▶ DIRECTIONS
Identify every line in the listing below that contains the word "shadow", and copy each of those lines in full.

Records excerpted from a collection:
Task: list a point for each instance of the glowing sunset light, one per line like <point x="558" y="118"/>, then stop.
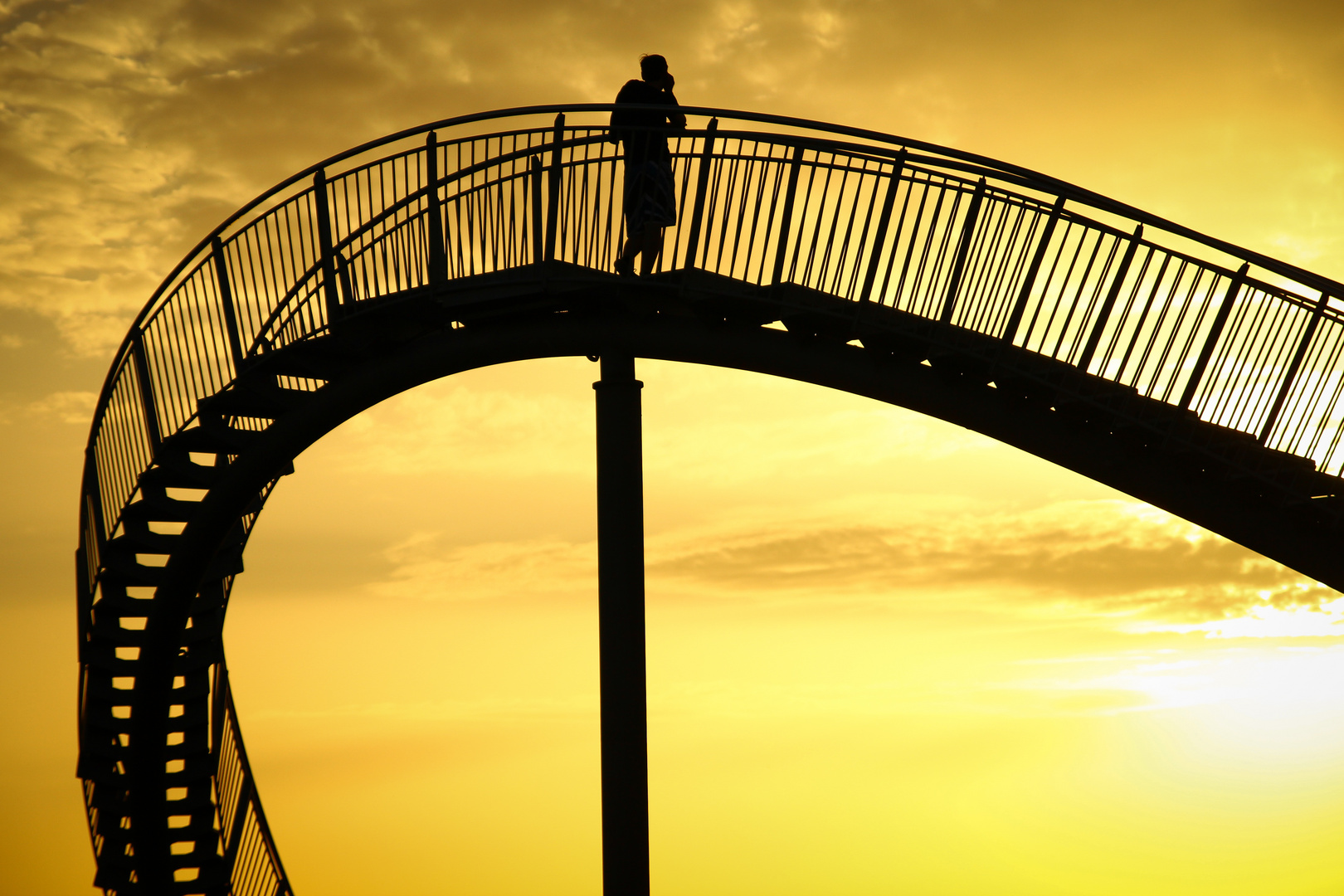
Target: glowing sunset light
<point x="886" y="655"/>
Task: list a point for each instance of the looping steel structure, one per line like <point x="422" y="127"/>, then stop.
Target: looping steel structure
<point x="1191" y="373"/>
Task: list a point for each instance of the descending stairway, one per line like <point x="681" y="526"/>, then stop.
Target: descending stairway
<point x="1207" y="382"/>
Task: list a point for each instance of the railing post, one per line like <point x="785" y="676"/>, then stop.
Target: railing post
<point x="786" y="218"/>
<point x="968" y="231"/>
<point x="702" y="183"/>
<point x="1030" y="278"/>
<point x="324" y="246"/>
<point x="553" y="187"/>
<point x="884" y="221"/>
<point x="437" y="260"/>
<point x="533" y="173"/>
<point x="1234" y="286"/>
<point x="147" y="391"/>
<point x="1112" y="295"/>
<point x="1298" y="356"/>
<point x="226" y="301"/>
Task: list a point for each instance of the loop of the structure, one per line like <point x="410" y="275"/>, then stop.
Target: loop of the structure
<point x="1179" y="368"/>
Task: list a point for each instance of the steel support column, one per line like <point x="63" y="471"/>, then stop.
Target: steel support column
<point x="620" y="538"/>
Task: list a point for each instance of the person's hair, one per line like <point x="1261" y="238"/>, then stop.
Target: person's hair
<point x="652" y="66"/>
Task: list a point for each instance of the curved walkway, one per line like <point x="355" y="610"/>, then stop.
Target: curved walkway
<point x="1188" y="373"/>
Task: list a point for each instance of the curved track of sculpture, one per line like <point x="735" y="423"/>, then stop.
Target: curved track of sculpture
<point x="1177" y="368"/>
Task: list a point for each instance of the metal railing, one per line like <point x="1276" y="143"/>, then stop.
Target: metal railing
<point x="1242" y="340"/>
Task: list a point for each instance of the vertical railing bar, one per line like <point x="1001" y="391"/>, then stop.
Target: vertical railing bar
<point x="437" y="261"/>
<point x="1291" y="375"/>
<point x="702" y="180"/>
<point x="802" y="217"/>
<point x="226" y="301"/>
<point x="553" y="183"/>
<point x="1215" y="329"/>
<point x="1142" y="316"/>
<point x="786" y="215"/>
<point x="147" y="391"/>
<point x="324" y="245"/>
<point x="1109" y="303"/>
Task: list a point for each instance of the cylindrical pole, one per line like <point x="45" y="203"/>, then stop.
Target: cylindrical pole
<point x="620" y="539"/>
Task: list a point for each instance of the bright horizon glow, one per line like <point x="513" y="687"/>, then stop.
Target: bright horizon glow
<point x="886" y="655"/>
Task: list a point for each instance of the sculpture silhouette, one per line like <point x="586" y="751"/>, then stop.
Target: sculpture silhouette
<point x="1188" y="373"/>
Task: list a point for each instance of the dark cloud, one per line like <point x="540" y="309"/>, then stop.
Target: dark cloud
<point x="1103" y="559"/>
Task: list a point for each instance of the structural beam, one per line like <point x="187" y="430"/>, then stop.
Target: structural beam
<point x="620" y="538"/>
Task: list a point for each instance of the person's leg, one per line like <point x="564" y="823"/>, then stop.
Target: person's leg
<point x="626" y="264"/>
<point x="650" y="246"/>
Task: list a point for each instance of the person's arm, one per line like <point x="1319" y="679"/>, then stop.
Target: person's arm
<point x="675" y="119"/>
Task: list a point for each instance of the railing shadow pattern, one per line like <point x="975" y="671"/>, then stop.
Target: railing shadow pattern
<point x="1242" y="340"/>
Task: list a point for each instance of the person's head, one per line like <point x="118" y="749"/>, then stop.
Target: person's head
<point x="652" y="66"/>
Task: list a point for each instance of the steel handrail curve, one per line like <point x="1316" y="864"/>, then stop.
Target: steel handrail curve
<point x="149" y="312"/>
<point x="942" y="155"/>
<point x="1015" y="227"/>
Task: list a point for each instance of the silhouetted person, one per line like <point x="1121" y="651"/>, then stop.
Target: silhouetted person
<point x="650" y="193"/>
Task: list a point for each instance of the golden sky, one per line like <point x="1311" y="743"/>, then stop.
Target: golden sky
<point x="886" y="655"/>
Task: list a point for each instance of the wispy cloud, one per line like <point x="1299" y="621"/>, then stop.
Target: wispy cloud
<point x="1110" y="561"/>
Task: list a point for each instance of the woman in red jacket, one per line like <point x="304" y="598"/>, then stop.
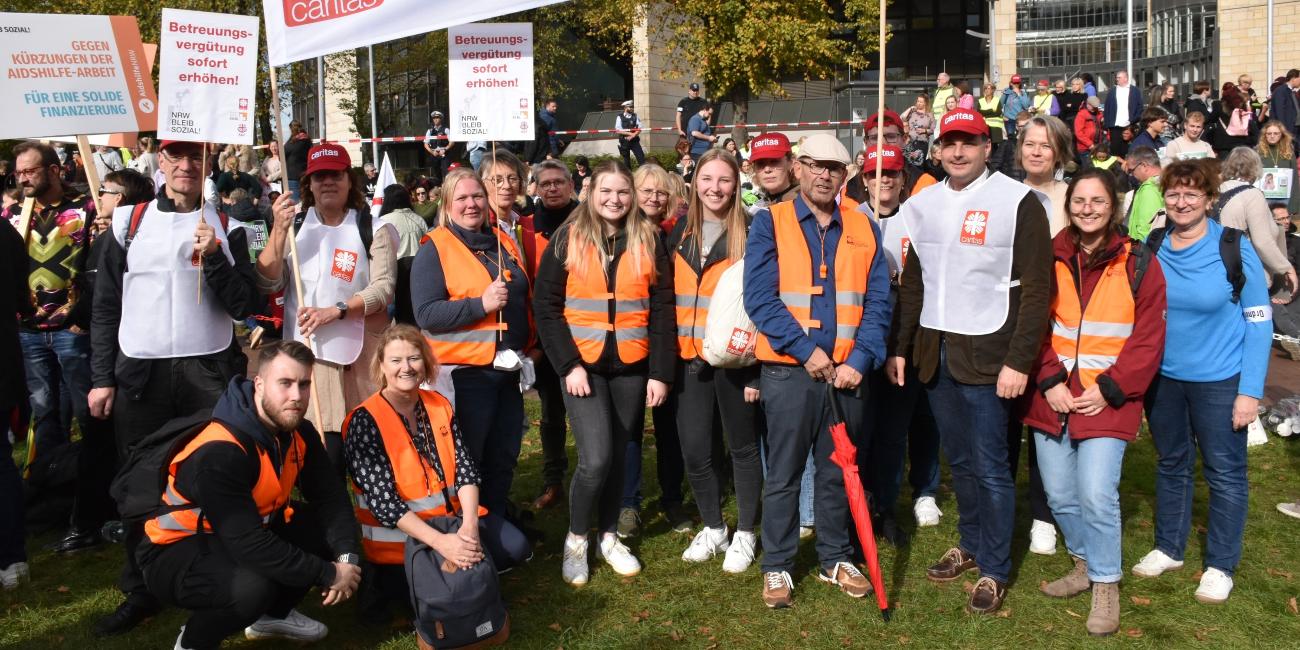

▶ ANSWER TO THE TASK
Task: list a point for each instance of the railing shadow pattern, one per line like <point x="975" y="671"/>, then stop.
Target: railing shadow pattern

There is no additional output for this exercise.